TEXTAUSZUG:
**********

Buchbesprechung des 2008 in Stuttgart erschienenen interdisziplinären Werkes

Seit dem „cultural turn“ in den Kulturwissenschaften, die auch eine ganze Reihe anderer Fachdisziplinen der Geisteswissenschaften erfaßt hat, ist die Frage der Semiotik neu gestellt worden. Gegenstände des alltäglichen menschlichen Gebrauchs sind eben nicht nur als Gegenstände mit bestimmter pragmatischer Funktion bekannt, sondern spätestens seit Charles Sanders Peirce auch Zeichenträger. Sie stehen damit als Symbol für etwas anderes, eine höhere Idee. Insofern stellen Sie auch ein symbolischen Stellvertreter dar, der dadurch entsteht, daß Menschen Gegenstände nicht nur als solche profan wahrnehmen, sondern zugleich immer auch attribuieren. Diese Attributionen und Zuschreibungen finden sich indes nicht nur im Alltagsleben, sondern auch in der Kunst und in der Literatur.

Die Belletristik arbeitet häufig und intensiv mit derartigen Zeichenbildern, ist sie doch darauf angewiesen, daß sich eine Geschichte im Kopf der Lesenden entwickelt, die über die reine Materialität der Dinge, die ohnehin in der Fiktion nicht wirklich materialisiert werden kann, als inneres Gemälde entsteht. Nun mag zwar jeder Schriftsteller seine eigene Interpretation eines Symbols besitzen, gleichwohl aber gibt es gewisse Grundtendenzen, Gegenstände mit bestimmten und zwar gleichlautenden Symbolen zu bezeichnen. Dies rührt daher, daß bestimmte Materialisationen interessanterweise über Zeit- und Ländergrenzen hinweg oftmals dieselben oder doch zumindest sehr ähnliche Bedeutungen aufweisen und Zuschreibungen erhalten haben. Die Frage nach diesen Übereinstimmungen oder auch Differenzen - denn es können ja durchaus auch mehrere Bedeutungen für einen Gegenstand erscheinen - ist indes nicht ganz leicht zu beantworten, aber von grundsätzlichem Interesse.

Erfahren könnte man über dies Symbolsystem einer sprachlichen Referenz auf ein konkretes Ding mehr über die Verfaßtheit des Menschen an sich, seine Träume und Vorstellungen. Allerdings wäre die Ermittlung von derlei Grundmustern und -bildern in der Literatur recht aufwendig, müßte man doch neben den Klassikern auch die modernen Schriftsteller im überwiegenden Teile gelesen haben, was allein mengenbeziehentlich und auch zeitlich unmöglich wäre.

Abhilfe schafft hier aber nun das von den Germanisten Günter Butzer und Joachim Jacob verfaßte „Metzler Lexikon literarischer Symbole“, welches im Metzlerverlag zu Stutgart im Jahre 2008 erschienen ist. Das gebundene Werk umfaßt 443 Seiten und enthält in besprochener Manier die Interpretationen und Attribuierungen für insgesamt 412 einzelne Lemmata, die zumeist in der deutschsprachigen Literatur vorwiegend des XVIII. bis XX. Jahrhunderts enthalten waren - „zumeist“ und „vorwiegend“,weil auch ausländische und antike Literatur ausgewertet wurde.

**********

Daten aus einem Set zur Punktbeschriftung
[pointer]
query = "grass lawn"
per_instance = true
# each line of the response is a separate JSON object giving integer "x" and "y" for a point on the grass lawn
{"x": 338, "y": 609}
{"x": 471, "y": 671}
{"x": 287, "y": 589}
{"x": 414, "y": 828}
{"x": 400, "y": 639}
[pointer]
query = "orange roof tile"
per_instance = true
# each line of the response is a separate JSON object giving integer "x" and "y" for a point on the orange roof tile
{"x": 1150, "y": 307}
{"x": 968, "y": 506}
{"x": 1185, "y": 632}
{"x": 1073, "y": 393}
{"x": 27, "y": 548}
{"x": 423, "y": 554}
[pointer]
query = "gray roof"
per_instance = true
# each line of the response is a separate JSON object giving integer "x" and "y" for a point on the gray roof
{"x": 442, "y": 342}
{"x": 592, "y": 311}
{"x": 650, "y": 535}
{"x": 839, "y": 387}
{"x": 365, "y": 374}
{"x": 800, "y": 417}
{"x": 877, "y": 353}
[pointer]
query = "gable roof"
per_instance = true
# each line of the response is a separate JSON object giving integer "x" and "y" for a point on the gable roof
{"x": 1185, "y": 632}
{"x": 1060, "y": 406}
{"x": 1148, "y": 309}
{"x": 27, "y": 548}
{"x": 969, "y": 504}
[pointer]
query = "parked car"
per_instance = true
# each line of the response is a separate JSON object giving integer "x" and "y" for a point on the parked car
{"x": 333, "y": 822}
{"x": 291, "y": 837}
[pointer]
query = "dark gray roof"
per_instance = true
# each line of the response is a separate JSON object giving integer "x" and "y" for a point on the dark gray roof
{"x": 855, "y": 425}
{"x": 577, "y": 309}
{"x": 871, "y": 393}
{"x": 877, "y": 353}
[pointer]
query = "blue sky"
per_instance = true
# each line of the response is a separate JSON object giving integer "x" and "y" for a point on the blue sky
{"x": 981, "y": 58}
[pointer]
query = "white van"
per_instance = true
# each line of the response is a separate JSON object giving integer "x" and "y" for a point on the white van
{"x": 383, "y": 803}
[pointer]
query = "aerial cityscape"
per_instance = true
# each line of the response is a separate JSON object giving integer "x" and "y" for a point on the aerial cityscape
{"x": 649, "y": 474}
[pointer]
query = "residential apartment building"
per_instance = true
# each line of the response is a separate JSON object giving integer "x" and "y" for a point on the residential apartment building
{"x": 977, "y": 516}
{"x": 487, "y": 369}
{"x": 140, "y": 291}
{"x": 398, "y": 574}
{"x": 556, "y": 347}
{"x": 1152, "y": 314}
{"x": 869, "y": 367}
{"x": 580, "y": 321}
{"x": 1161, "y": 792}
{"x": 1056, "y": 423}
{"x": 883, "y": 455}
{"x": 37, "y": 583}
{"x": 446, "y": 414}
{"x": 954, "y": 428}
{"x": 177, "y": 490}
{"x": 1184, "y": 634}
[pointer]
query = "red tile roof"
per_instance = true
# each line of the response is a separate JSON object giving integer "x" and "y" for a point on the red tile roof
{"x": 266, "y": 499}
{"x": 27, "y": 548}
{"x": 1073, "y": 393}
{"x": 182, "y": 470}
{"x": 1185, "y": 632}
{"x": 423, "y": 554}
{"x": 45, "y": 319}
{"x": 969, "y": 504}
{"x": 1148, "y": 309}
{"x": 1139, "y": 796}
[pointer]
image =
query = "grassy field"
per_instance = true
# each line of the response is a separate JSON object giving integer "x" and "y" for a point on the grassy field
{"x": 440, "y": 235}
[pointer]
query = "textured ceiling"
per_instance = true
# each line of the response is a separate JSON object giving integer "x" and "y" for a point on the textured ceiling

**********

Beantworten Sie anhand der Buchbesprechung die folgenden Fragen.
1. Seit wem gelten Gegenstände des alltäglichen Gebrauchs spätestens auch als Zeichenträger?
2. Was wäre laut der Buchbesprechung allein mengenbeziehentlich und zeitlich unmöglich?
3. Wie viele Seiten umfasst das gebundene Werk?

1. Seit Charles Sanders Peirce.
2. Neben den Klassikern auch die modernen Schriftsteller im überwiegenden Teil gelesen zu haben.
3. 443 Seiten.